(Region annotation entries)
——————————
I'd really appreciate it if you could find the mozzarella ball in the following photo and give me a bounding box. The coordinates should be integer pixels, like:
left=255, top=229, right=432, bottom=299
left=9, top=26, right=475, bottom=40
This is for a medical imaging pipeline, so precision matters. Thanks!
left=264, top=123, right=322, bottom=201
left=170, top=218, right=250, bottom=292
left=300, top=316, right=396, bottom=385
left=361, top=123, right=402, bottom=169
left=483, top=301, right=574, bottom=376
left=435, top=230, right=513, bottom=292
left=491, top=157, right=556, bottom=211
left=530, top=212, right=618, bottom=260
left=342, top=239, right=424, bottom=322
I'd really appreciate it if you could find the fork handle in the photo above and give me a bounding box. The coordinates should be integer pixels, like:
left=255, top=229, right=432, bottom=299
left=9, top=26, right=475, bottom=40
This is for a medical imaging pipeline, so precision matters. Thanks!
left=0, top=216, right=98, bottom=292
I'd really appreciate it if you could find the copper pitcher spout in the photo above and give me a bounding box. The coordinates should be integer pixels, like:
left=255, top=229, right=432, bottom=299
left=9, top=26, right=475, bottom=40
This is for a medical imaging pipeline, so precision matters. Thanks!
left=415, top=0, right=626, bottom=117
——————————
## Stated exercise
Put each line of the rows above into a JSON list of strings, one string per line, and leave out any blank lines.

## Task output
[
  "I'd really appreciate it if you could find the mozzarella ball in the following photo and give me a bounding box. The coordinates should be integer pixels, like:",
  "left=255, top=229, right=432, bottom=299",
  "left=9, top=26, right=475, bottom=40",
  "This is for a medical imaging pipeline, so precision matters. Thanks!",
  "left=264, top=123, right=322, bottom=201",
  "left=170, top=218, right=250, bottom=292",
  "left=300, top=316, right=396, bottom=385",
  "left=361, top=123, right=402, bottom=169",
  "left=483, top=301, right=574, bottom=376",
  "left=435, top=230, right=513, bottom=292",
  "left=491, top=157, right=556, bottom=211",
  "left=530, top=212, right=618, bottom=260",
  "left=342, top=239, right=424, bottom=322",
  "I'd really appreciate it if you could find the fork handle in the photo above and give me a bounding box. The coordinates should be integer pixels, like:",
  "left=255, top=229, right=432, bottom=299",
  "left=9, top=26, right=475, bottom=40",
  "This is for a medical imaging pipeline, so precision matters. Thanks!",
  "left=0, top=216, right=98, bottom=292",
  "I'd really appreciate it if you could find the copper pitcher spout in the photo above and give me a bounding box. The coordinates should be integer pixels, like:",
  "left=255, top=229, right=432, bottom=299",
  "left=9, top=26, right=475, bottom=40",
  "This is for a medical imaging pipeline, so precision matters. Thanks!",
  "left=415, top=0, right=626, bottom=117"
]